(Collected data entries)
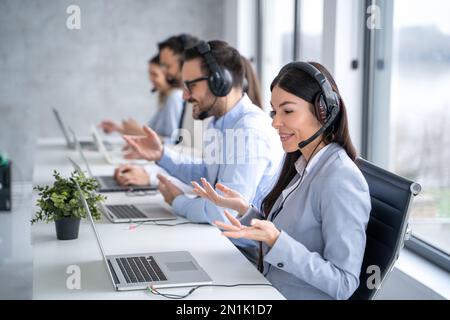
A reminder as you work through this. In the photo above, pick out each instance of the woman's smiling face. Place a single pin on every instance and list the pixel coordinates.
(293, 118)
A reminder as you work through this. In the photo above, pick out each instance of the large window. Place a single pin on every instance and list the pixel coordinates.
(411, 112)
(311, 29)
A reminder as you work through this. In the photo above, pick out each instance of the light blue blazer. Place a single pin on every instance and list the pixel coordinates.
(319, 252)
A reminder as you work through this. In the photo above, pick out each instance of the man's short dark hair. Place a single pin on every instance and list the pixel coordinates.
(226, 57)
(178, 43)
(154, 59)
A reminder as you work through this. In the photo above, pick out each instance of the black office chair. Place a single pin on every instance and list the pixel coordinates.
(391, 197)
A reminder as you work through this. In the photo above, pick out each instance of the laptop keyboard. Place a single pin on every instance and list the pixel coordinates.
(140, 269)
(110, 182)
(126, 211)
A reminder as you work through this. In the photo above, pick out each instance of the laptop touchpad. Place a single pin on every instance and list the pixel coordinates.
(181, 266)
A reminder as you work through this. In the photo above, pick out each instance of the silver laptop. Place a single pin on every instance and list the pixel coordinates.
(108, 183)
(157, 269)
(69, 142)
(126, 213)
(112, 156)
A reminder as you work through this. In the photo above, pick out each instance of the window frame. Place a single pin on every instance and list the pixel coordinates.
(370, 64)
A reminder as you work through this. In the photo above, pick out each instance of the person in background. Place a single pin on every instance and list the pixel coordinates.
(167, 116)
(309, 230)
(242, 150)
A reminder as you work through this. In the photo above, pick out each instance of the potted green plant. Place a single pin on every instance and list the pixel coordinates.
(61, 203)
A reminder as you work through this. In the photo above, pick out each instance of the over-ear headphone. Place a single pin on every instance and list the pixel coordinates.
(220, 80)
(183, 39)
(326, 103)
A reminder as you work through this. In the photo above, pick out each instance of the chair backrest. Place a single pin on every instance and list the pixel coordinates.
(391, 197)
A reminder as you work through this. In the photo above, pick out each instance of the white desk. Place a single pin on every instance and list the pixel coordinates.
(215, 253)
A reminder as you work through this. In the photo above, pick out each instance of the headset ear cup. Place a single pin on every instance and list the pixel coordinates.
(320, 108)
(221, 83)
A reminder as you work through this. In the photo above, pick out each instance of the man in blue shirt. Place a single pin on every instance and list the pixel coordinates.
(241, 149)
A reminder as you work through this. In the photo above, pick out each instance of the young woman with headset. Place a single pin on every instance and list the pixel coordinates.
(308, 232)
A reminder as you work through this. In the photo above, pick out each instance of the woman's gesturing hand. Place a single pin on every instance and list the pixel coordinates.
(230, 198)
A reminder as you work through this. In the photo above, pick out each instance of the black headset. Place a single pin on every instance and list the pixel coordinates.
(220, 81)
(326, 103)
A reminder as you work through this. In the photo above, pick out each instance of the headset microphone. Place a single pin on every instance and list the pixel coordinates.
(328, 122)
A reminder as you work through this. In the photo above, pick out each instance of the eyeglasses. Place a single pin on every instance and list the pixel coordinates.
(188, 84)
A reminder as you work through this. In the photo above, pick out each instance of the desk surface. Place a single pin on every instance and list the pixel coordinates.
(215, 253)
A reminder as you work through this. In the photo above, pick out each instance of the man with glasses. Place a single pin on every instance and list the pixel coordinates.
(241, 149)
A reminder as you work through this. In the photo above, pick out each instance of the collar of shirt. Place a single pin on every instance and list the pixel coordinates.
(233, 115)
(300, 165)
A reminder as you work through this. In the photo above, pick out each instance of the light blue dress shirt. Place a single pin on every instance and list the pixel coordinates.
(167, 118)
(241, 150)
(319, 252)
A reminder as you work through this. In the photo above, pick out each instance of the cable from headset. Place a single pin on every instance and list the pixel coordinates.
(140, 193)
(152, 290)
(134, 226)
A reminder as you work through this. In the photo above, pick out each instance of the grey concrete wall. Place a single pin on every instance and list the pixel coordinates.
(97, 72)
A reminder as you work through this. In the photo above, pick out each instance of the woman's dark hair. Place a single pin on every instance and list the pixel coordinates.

● **Your assignment**: Could you output every record above exactly as it appears, without the pictures?

● **Answer for the task**:
A reminder as you work through this. In the photo above, pick out each instance of the woman's smiling face. Place a single pin on every instance and list the pixel coordinates.
(293, 118)
A reminder as you work through this. In the photo above, pick out each instance of the large window. Place a single pin on every instance and list the pixel coordinates.
(411, 112)
(311, 29)
A reminder as you work through this. In the photo above, pick out each instance of the light blue blazer. Place a single pin on every instance and list the pixel coordinates.
(319, 252)
A reminder as you work through this. In the photo above, pick out each instance of the man's short dark hair. Place a single pin on every instance and list the pixel coordinates.
(226, 57)
(178, 43)
(154, 59)
A reminder as you work through this. In the photo above, pick out each instance of the black office chair. Place a single pin on every instance and list the pixel coordinates.
(391, 197)
A reminder as you work through this. In the photo above, pick out each instance of the laptop keyboard. Place a single pin on every instance and list the pixel coordinates.
(140, 269)
(110, 182)
(126, 211)
A reminder as you work through this. In the photo above, pick out each instance of the laptop touchpad. Place a single pin on every instance and list the pixel coordinates.
(181, 266)
A reminder as you work through this. In the photo above, pick out each instance of the silver laptop. Place a single pin on every instance and list the pixel coordinates.
(108, 183)
(157, 269)
(69, 142)
(126, 213)
(112, 156)
A reminder as you work through this. In the photo above, pick out each instance of the window frame. Place a single pin on every instance and list the pixel coordinates.
(370, 64)
A reminder as you work through this. In the photo above, pick out each instance of the person in background. Place a single pin on every instance and list the pixel coordinates.
(167, 116)
(309, 230)
(242, 150)
A reminder as you work through this. In the photo above, pick out each instance of the potted green plant. Place a single pin on every instance and list the pixel coordinates.
(61, 203)
A reminder as you work through this. In the photo above, pick out each instance of the over-ear headphone. Place a single pin on every instance and list the pixel coordinates.
(220, 80)
(183, 39)
(326, 103)
A reminder as you work through this. In the photo above, pick out each instance of the chair backrest. Place a single pin on every instance and list the pixel coordinates.
(391, 197)
A reminder as you work through this. In the photo above, pick out each instance of the white desk. Place a single pin on every instance and list the pixel coordinates.
(215, 253)
A reminder as you work through this. In the photo above, pick out each instance of the headset ear cup. Place a single pin on every instance and list the pixel coordinates.
(320, 108)
(221, 83)
A reminder as you work through this. In the photo above, pick out each instance of the man in blue shirt. Place a single pin on every instance and list the pixel coordinates.
(241, 149)
A reminder as you work through this. In the photo above, pick out each instance of the young woman with headset. Place a single pin on every instance and list the pixel coordinates.
(308, 232)
A reminder as you work through this. In the photo above, pick out each instance of the woman's gesturing hand. Place a single pin on every instance and list the pixel coordinates.
(230, 198)
A reminder as you work through this. In the photo above, pick out each instance of the black headset. Place a single pin on every instance and list the pixel coordinates.
(220, 81)
(326, 103)
A reminder as you work through this. In the photo above, pick out each instance of the headset microphone. Place a single pin on every instance and list the pixel coordinates.
(328, 122)
A reminder as you work through this. In the photo above, pick out each instance of the eyeglasses. Place a single pin on every instance and list the pixel coordinates.
(188, 84)
A reminder as you work through this. In the photo above, pick out each instance of the desk surface. Place a single pin on every instance and list the pixel coordinates.
(215, 253)
A reminder as you work through this. In the photo above, pick out each instance of the man with glasses. Place a single pin on every instance and list the pixel coordinates.
(241, 149)
A reminder as you work through this. In the photo above, pick out each instance of the collar of shirt. Place a single pin on every instance and list the pixel coordinates.
(233, 115)
(300, 165)
A reminder as you work through this. In the photo above, pick out each instance of the light blue dress shirt. Place a single pin on every instance and list the pixel coordinates.
(167, 118)
(241, 150)
(319, 252)
A reminder as you work through this. In the photo above, pick out each instance of the cable from headset. Place a single pin on every instance and list the pixel coordinates.
(140, 193)
(152, 290)
(134, 226)
A reminder as you work through this. In the photo above, pick out each instance of the grey concrete wall. Place a single pin on every instance and list the pixel coordinates.
(97, 72)
A reminder as you work through this. In the photo above, pick out each instance of the woman's dark hair. Place a single pin on every instance and list the pixel coordinates.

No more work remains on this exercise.